-------- Excerpted records

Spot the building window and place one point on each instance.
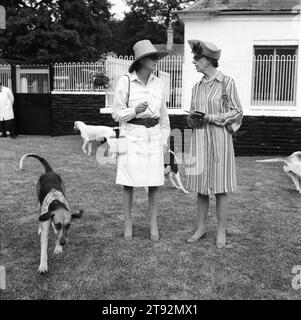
(274, 76)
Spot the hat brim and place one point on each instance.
(161, 54)
(215, 55)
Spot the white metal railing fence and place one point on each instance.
(5, 75)
(274, 80)
(32, 78)
(263, 81)
(78, 76)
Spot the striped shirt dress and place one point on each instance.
(211, 163)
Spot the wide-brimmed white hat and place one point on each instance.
(209, 49)
(143, 49)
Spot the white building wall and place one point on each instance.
(236, 36)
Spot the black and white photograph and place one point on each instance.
(150, 151)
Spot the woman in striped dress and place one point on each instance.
(211, 167)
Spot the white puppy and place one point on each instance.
(93, 133)
(292, 167)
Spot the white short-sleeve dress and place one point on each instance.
(143, 164)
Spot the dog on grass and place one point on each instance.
(292, 167)
(54, 210)
(93, 133)
(171, 172)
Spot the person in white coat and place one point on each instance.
(139, 106)
(6, 112)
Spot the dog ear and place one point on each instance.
(77, 215)
(46, 216)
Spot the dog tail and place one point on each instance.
(274, 160)
(42, 160)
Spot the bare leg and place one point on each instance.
(89, 148)
(127, 207)
(203, 208)
(84, 147)
(153, 199)
(222, 212)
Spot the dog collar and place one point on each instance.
(52, 195)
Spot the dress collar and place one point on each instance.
(133, 76)
(218, 76)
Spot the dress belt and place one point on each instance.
(147, 122)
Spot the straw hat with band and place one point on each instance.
(209, 49)
(143, 49)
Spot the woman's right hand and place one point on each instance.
(141, 107)
(193, 122)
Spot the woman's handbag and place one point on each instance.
(119, 144)
(233, 126)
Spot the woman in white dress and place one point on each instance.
(139, 106)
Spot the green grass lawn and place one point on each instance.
(264, 234)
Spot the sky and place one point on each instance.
(118, 7)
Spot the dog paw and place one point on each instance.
(43, 268)
(58, 249)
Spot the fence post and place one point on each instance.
(13, 75)
(51, 77)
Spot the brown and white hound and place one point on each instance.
(54, 210)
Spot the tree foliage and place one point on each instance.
(148, 20)
(45, 31)
(56, 30)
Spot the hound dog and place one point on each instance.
(54, 210)
(292, 167)
(93, 133)
(171, 171)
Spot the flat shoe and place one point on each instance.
(220, 245)
(194, 239)
(155, 238)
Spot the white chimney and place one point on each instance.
(170, 31)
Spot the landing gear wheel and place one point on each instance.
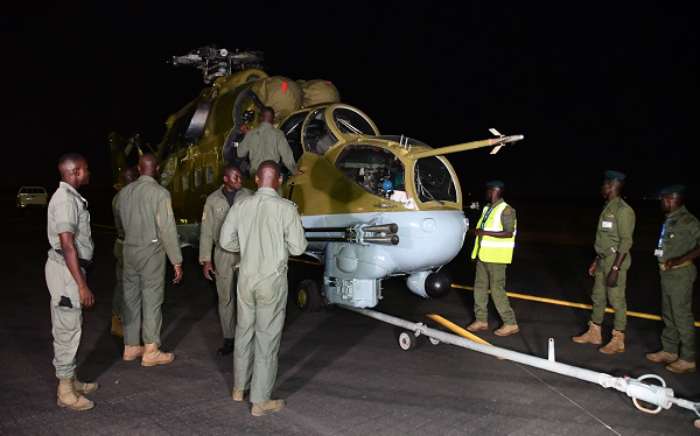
(308, 296)
(407, 340)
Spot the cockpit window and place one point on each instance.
(349, 121)
(434, 181)
(292, 131)
(317, 137)
(377, 170)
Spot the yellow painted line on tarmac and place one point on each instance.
(456, 329)
(565, 303)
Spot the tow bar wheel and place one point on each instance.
(407, 340)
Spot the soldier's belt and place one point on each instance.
(662, 266)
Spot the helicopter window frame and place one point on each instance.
(372, 182)
(294, 138)
(324, 132)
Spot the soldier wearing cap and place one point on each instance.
(493, 251)
(613, 242)
(678, 247)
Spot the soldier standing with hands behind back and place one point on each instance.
(68, 230)
(613, 242)
(678, 247)
(265, 228)
(145, 212)
(215, 209)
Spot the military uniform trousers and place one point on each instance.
(226, 276)
(602, 294)
(118, 296)
(678, 336)
(144, 288)
(491, 278)
(66, 322)
(261, 312)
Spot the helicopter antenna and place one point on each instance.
(218, 62)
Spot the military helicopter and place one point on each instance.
(373, 206)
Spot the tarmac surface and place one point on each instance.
(341, 373)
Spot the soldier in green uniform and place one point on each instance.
(145, 213)
(265, 228)
(68, 230)
(266, 142)
(130, 174)
(215, 209)
(613, 242)
(493, 251)
(678, 247)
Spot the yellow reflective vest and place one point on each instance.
(488, 248)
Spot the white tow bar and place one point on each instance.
(659, 395)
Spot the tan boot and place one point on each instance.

----------------

## Goal
Reproduce the lines above word for word, from the line containing "Spot the tow" through the final line, including both.

## Solution to this problem
Spot the tow bar wheel and place one point on each instance.
(407, 340)
Spot the soldier's belt and place one point on each instance.
(662, 266)
Spot the helicopter window frame and place one point on each instance.
(372, 182)
(294, 138)
(324, 132)
Spot the soldier wearing cap and place one point on each instance.
(493, 251)
(613, 242)
(678, 247)
Spot the soldier standing with hands behind back and place one point on each instance.
(68, 230)
(613, 242)
(678, 247)
(265, 228)
(145, 212)
(215, 209)
Spot the military uniform trousers and place one point on each instance.
(226, 276)
(602, 294)
(118, 296)
(678, 336)
(144, 288)
(491, 278)
(66, 322)
(261, 312)
Spot the helicopter antenna and place one point on each instance.
(218, 62)
Spot the military helicopter and place one point on each instance.
(373, 206)
Spot the tarmac surface and place one point on each instance.
(341, 373)
Spot the soldier in green uniform and place one point on each instance.
(145, 213)
(265, 228)
(68, 230)
(266, 142)
(130, 174)
(215, 209)
(613, 242)
(493, 251)
(678, 247)
Spot the yellow reflective vest and place one point on each instance.
(488, 248)
Spot the white tow bar and place one point on each instance.
(659, 395)
Spot the tan boot and place one point on each instance.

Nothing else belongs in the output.